*Work to do*:
Please answer these from the piece on perfectionism:
(a) How does the writer's mood change during a serious case of perfectionism?
(b) What two questions did the writer's friends ask about the personal website?
(c) How long did the writer leave the project untouched after those questions?

*Reading passage*:
::::

Photo by Jaime Spaniol, taken in Armação dos Búzios, Brazil}
Photo by Jaime Spaniol, taken in Armação dos Búzios, Brazil

How To Deal With Perfectionism Without Being Afraid of Imperfect Results

Vasily Simon Myazin , September 14th, 2020

Getting desired results for set goals is incredibly important. After all, when we get fired up by an idea and set it in motion, we want to achieve something that in the end will resemble what we had in mind.

Practice self-examination to address chronic perfectionism

This may not concern everyone but there is a fair chunk of the population that suffers from perfectionism, often without even knowing it. How do I know when a serious case of perfectionism hits me? Given that all of the necessary elements are accomplished:

  • I can’t seem to reach or simply define the finish line
  • My mood changes from feeling excited and enthusiastic to tense
  • I imagine “the crowd” judging me for not delivering best-in-class outcome
  • I keep putting off publishing or sharing because I need to add “just one more thing”

These attributes yield the awareness of my being stuck in the perfection purgatory and prompt me to take action to remedy the situation.

Learn to know when to stop improving on a project

Now begins the real tough-to-acquire skill: knowing when to stop working on a thing. Truthfully, I may never develop a perfect method – see what I did here? – because for the scrupulous maker no one thing is ever truly finished. Like writing this blog post, for instance, is a case of me potentially wanting to include some studies, references to other articles, hard facts etc., beef it up, instead of getting it to the “good enough” state and hitting “Publish.”

Another example. I’ve been working on the personal website project – the one you are reading this article from – for a few years now. Some time after I kicked it off, I stopped because the desire to perfect it parallized me. It was easier to drop it altogether than to implement what I had and add incremental changes later. So I released the first version, then a year later I got together with my close friends to brain-storm further additions to the site. My perfectionist friends, well-intentioned as they are, cornered me with their valid questions like “Who are you making it for?” and “What exactly are you trying to achieve by placing this type of content there?” I didn’t have answers that satisfied them and it got me frozen. I didn’t touch the project for another year because my inner perfectionist got defeated by pointed questions. I later came to a realization that action begets action and that I simply needed to aim for a less-than-perfect outcome. So I began adding elements, section by section, until a more mature product started to shape up.

::::

*Record excerpts*:
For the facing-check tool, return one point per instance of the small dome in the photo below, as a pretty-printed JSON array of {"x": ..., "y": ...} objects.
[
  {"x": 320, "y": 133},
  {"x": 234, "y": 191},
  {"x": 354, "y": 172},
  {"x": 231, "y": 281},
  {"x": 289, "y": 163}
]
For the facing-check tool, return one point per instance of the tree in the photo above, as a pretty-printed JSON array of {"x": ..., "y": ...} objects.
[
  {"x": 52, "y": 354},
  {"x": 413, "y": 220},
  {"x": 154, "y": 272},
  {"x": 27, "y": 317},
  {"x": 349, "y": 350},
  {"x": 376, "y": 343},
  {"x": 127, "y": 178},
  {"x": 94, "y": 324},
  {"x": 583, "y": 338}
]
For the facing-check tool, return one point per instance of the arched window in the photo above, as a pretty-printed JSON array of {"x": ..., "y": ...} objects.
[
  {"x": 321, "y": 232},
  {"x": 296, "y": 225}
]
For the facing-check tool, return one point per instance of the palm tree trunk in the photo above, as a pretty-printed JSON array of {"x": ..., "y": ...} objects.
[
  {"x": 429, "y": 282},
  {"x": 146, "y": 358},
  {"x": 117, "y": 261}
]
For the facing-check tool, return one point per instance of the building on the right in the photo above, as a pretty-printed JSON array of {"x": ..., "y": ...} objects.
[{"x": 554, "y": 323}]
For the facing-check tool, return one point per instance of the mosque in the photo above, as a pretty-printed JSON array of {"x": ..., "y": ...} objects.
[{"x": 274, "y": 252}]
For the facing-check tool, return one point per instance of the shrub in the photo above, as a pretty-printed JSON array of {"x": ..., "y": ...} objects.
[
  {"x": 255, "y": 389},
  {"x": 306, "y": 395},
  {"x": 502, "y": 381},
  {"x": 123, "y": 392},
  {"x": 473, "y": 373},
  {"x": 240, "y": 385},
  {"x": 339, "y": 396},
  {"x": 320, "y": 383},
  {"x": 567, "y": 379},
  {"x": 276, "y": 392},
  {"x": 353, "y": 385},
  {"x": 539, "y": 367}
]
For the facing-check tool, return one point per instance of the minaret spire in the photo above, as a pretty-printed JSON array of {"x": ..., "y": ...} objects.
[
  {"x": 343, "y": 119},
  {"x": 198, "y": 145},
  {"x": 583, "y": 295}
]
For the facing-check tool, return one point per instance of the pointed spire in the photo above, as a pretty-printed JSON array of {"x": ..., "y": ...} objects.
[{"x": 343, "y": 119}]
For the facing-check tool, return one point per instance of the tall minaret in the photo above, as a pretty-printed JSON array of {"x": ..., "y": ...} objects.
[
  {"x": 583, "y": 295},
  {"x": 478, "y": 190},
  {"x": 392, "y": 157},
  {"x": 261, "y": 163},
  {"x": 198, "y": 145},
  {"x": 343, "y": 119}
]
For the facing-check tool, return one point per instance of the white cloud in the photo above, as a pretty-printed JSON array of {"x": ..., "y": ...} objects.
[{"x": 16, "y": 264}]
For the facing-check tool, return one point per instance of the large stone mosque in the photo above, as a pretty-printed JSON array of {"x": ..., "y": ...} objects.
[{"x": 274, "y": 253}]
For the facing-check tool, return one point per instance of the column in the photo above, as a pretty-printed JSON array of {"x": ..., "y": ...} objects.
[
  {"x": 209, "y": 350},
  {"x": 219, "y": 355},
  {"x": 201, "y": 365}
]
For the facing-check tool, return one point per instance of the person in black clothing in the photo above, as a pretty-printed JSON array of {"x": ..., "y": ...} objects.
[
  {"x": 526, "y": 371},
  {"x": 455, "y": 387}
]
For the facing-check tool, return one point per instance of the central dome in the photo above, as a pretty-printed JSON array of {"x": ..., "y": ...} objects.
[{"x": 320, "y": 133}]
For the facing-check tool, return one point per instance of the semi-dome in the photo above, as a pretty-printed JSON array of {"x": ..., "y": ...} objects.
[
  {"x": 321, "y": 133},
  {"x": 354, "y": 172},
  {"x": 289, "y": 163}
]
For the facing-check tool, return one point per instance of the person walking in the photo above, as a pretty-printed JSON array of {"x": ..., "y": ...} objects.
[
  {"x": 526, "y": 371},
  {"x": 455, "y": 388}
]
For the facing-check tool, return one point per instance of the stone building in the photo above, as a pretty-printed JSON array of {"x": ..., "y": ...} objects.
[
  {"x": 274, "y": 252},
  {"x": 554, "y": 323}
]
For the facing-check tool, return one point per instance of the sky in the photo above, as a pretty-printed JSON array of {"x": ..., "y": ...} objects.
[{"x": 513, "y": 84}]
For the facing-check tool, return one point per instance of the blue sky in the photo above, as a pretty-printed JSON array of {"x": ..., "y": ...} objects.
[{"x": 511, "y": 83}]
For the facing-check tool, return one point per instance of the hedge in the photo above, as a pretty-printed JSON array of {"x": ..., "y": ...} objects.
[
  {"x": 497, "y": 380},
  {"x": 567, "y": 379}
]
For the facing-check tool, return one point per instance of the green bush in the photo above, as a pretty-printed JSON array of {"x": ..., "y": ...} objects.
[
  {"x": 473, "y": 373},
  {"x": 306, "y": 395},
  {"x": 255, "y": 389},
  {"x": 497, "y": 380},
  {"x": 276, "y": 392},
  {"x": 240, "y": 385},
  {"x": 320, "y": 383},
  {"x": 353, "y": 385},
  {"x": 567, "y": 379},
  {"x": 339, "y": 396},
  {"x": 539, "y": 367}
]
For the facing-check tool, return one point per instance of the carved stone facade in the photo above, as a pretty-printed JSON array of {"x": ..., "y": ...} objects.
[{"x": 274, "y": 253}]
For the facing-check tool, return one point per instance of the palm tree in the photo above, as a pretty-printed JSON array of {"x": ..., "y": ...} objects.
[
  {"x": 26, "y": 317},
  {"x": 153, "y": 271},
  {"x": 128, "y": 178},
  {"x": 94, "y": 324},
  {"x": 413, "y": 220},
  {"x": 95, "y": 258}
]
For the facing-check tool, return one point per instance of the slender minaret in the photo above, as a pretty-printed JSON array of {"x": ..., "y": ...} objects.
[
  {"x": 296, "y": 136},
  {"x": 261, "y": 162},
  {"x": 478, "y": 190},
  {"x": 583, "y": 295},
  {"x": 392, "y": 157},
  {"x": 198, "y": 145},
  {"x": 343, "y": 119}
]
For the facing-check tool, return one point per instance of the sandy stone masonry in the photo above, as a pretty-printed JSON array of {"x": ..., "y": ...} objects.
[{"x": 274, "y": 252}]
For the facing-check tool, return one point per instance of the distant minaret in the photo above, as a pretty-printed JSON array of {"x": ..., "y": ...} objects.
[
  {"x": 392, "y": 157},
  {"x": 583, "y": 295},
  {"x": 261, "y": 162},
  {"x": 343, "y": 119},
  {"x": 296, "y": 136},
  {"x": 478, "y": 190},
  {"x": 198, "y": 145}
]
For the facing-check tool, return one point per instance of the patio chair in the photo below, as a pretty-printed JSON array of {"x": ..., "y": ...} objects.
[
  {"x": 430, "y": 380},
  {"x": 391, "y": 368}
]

::::

*Expected answer*:
(a) It changes from feeling excited and enthusiastic to tense.
(b) "Who are you making it for?" and "What exactly are you trying to achieve by placing this type of content there?"
(c) Another year.